* What the task asks *
Copy out everything from the line containing "Can you find the large" down to the end of the entries, requests included. Multiply every coordinate in the answers (not in the requests or their format samples) by 1.75, rounding to whole numbers with halves rounded up.

Saved data entries
::::::::::
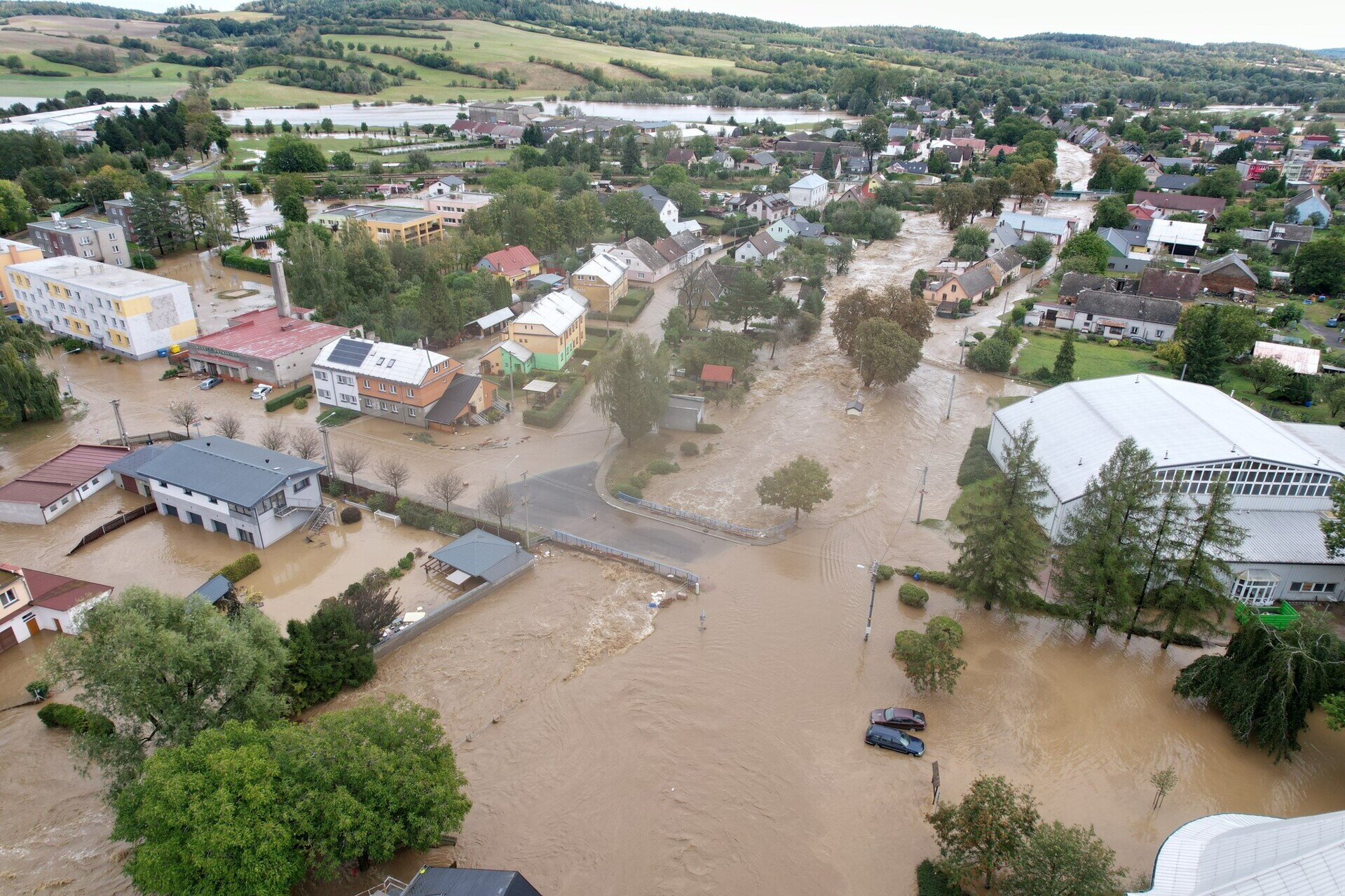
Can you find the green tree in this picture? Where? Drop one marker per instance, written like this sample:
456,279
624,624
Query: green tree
1064,368
800,485
631,387
1112,213
1200,570
1203,345
163,670
291,152
1063,862
15,212
252,811
325,654
986,830
1105,539
884,352
1269,680
1004,544
1320,267
1266,373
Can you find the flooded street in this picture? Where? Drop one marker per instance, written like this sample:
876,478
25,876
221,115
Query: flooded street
613,748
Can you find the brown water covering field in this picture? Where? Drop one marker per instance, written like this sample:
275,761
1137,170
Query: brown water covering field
615,750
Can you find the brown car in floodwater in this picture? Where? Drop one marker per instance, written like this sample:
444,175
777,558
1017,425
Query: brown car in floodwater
897,717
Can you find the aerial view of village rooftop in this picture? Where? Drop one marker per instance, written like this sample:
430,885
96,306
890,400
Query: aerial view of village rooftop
568,448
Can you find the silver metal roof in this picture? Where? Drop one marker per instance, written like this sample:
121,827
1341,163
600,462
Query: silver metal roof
1080,424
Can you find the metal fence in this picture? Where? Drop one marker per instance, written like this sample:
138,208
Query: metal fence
661,568
708,523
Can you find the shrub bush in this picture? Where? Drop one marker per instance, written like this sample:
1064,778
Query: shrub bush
245,565
280,401
76,719
931,576
945,627
913,595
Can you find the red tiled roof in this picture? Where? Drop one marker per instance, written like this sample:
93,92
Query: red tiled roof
716,373
53,479
514,260
60,592
264,334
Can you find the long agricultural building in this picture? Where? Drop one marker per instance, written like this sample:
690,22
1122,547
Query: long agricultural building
1279,474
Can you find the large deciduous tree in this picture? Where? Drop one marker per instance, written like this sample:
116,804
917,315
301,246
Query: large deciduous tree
253,811
1004,544
631,387
800,485
983,832
165,669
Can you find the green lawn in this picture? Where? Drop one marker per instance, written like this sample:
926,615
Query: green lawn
1093,359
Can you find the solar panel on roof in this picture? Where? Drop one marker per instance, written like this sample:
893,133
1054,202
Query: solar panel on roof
350,352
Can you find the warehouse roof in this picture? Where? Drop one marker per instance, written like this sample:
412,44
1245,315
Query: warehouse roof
1080,424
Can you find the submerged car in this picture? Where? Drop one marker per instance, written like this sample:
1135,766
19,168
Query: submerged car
897,717
895,740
::::::::::
* Reply *
Can you find the large deciduous tree in this picture? Where? Drop one marker per instance, written like this sample:
116,804
917,315
301,246
Query: large deciduous tree
443,1419
1757,952
1104,677
1400,849
1720,1456
289,1171
Can you find the green lawn in this picture? Where? Drop one marker per instance, written like this sample:
926,615
Query: green lawn
1913,628
Can you find the solar panel on roof in this picture? Where? Drop one marker per instance, written like this sample:
893,133
1054,202
Query: solar panel on roof
613,616
Can you find the warehouse roof in this picture? Where? Drop one marker per instance, written like this sample:
412,44
1245,315
Query: warehouse roof
1890,742
Can you find the submerged car in this picture? Where? Drop one marker per instance, written like this sample:
1135,766
19,168
Query: submerged car
1570,1255
1566,1295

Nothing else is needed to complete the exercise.